WHAT YOU ARE ASKED TO DO – Write out the passage of the article on Tennessee football between "In the weight" and "will for Dooley.", inclusive, substituting "the Volunteers" for "the Vols" each time it occurs.

Reminders aren't necessary, but they're everywhere.
In the weight room, it's fuel for a returning roster of players who didn't get to make a bowl trip.
On the recruiting trail, it required answers as other schools turned a season that ended in disappointment into a doubt-inducing weapon against Tennessee.
Upstairs in the coaching offices, the six new faces that have moved in the past two months provide another example that college football is a business — and the Vols weren't a thriving one a year ago.
That was all summed up neatly on one November afternoon in Kentucky as a 26-year run of dominance and Derek Dooley's second season leading UT came to an unexpected end.
And while those other reminders might fade with time, there's a chance the memory of that 10-7 loss to the Wildcats never will for Dooley.
"That game will bother me for the rest of my life," Dooley said Thursday during an end of the season meeting with the News Sentinel. "It eats me alive. I didn't sleep for a week after that game.
"I'm not sure how long I will go in time without thinking about that game at some point in the day."
The trick for Dooley now, though, is turning those thoughts into something positive as the foundation is set for his third year with the Vols.
He could make excuses, both for the loss at Kentucky or the entire season. And given the youth he had to work with, the critical injuries that ravaged what once appeared to be an explosive offense and the brutal schedule UT faced, perhaps that could provide an easy way to rationalize a 5-7 record and allow him to move on more easily.
But starting with a well-documented, post-game press conference in a barren room at Commonwealth Stadium in which
Dooley first referenced the possible benefits of missing a bowl game, he's focused his energy on identifying everything that went wrong, searching for answers to fix the issues — and then wasting no time acting on them.
That meant evaluating his assistants, for starters. And while losing six of them might have been something of a surprise, even had the Vols ended the regular season with a win, Dooley recently indicated "a significant amount of change" would have come anyway.
Given the rift that became painfully clear during the finger-pointing from the upperclassmen to the younger Vols after the loss, a plan to promote more teamwork and leadership was formulated in December and implemented into workouts and off-the-field functions like video-game tournaments.
And while doing both of those things, Dooley, the holdovers on his staff and the new guys also had to fend off the bullets UT had personally supplied in guns around the SEC during the closing recruiting stretch.
Obviously there wasn't much time in there for the Vols to feel sorry about themselves.
"I believe this in my heart — going through that will make us better for next year," Dooley said. "I do, I believe that in my heart. Did it hurt us in December? Of course it did. Did it hurt us to the point where we can't overcome? Absolutely not. I think it's going to make us better.
"I watch those workouts out there, I don't believe that team would be in the place they're in right now had we beaten Kentucky. I don't believe it, because they're in a different place right now. And I'm in a different place as a coach. That game has allowed us to sharpen our focus. It's allowed us to not live in an illusion that everything is great, which it wasn't. That's why I said what I said, that we needed this to happen."
Needing something that might prompt change shouldn't be confused with wanting to lose at Kentucky, which Dooley made clear as he relived the memory yet again while sitting in a chair in his office one day after finishing off his latest signing class.
But there's nothing UT can do about how its arrived in its current situation. All it can do is get to work on improving it.
"That game, when I say we needed that to happen to make us better, people assume that I wanted it to happen," Dooley said. "And people assume that I didn't care that it happened, and that's not the case. But if I just sit there and sulk over that game, the whole organization won't go forward."
"I've looked back enough and I have a good sense of where we were, where we are and what we need to do to get it right — so it never happens again."

RECORD EXCERPTS –
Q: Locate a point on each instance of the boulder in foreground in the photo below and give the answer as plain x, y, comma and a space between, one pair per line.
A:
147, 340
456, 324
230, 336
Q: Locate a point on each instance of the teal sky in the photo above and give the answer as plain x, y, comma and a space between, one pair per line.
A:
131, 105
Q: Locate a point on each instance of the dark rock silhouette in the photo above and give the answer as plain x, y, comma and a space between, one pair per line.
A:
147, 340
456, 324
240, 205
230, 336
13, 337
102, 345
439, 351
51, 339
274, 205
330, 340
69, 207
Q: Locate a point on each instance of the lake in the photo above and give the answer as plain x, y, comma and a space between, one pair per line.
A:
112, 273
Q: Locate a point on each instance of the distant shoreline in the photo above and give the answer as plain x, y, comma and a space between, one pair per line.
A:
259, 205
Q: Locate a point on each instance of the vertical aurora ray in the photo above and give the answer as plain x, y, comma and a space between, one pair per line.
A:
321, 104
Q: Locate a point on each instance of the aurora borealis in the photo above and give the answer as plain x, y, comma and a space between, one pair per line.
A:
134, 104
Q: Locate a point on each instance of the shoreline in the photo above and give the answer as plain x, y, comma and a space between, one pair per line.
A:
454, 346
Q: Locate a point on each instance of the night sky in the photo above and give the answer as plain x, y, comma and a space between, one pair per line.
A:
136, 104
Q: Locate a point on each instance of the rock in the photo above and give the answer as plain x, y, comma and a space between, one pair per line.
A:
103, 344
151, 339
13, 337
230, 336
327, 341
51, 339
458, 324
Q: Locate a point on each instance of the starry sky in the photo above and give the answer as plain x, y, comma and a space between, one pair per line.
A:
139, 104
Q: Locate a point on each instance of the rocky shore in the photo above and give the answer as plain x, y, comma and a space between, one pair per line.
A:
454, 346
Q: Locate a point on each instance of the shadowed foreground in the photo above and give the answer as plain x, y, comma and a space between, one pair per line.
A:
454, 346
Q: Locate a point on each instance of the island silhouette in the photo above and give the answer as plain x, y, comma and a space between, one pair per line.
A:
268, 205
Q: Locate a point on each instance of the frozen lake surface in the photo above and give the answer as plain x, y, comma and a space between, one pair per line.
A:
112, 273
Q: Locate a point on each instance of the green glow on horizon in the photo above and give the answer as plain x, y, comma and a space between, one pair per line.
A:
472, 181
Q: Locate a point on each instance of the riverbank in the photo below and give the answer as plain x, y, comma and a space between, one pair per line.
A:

SOLUTION TO THIS TASK –
In the weight room, it's fuel for a returning roster of players who didn't get to make a bowl trip.
On the recruiting trail, it required answers as other schools turned a season that ended in disappointment into a doubt-inducing weapon against Tennessee.
Upstairs in the coaching offices, the six new faces that have moved in the past two months provide another example that college football is a business — and the Volunteers weren't a thriving one a year ago.
That was all summed up neatly on one November afternoon in Kentucky as a 26-year run of dominance and Derek Dooley's second season leading UT came to an unexpected end.
And while those other reminders might fade with time, there's a chance the memory of that 10-7 loss to the Wildcats never will for Dooley.